*DATA SUPPLIED*.
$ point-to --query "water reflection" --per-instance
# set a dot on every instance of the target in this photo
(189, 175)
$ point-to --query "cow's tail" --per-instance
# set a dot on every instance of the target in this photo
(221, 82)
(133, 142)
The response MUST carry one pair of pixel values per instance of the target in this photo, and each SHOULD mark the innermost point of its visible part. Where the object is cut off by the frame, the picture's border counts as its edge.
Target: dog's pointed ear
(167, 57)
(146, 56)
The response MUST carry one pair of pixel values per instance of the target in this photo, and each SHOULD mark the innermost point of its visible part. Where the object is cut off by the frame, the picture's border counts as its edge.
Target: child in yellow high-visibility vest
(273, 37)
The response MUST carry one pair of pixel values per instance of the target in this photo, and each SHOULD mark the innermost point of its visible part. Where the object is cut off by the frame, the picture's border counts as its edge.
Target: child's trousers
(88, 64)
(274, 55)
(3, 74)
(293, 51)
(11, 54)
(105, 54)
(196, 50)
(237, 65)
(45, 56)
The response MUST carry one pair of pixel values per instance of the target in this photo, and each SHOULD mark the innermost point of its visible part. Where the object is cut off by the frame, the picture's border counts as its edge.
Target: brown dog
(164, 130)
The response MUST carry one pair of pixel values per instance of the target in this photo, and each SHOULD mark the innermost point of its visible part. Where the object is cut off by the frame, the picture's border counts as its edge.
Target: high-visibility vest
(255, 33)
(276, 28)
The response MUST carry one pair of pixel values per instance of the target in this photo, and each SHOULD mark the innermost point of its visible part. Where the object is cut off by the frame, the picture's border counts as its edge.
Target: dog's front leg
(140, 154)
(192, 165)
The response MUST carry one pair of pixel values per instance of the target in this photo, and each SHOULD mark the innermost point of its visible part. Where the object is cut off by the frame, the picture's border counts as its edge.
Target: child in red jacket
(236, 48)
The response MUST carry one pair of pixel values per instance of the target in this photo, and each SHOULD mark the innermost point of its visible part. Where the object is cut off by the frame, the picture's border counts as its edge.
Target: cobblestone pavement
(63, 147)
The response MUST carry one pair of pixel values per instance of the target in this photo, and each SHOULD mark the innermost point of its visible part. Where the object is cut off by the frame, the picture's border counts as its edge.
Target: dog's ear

*WHAT IS REQUIRED*. State how many lines in the material contain "query", giving nothing besides the count.

*REPLY*. 2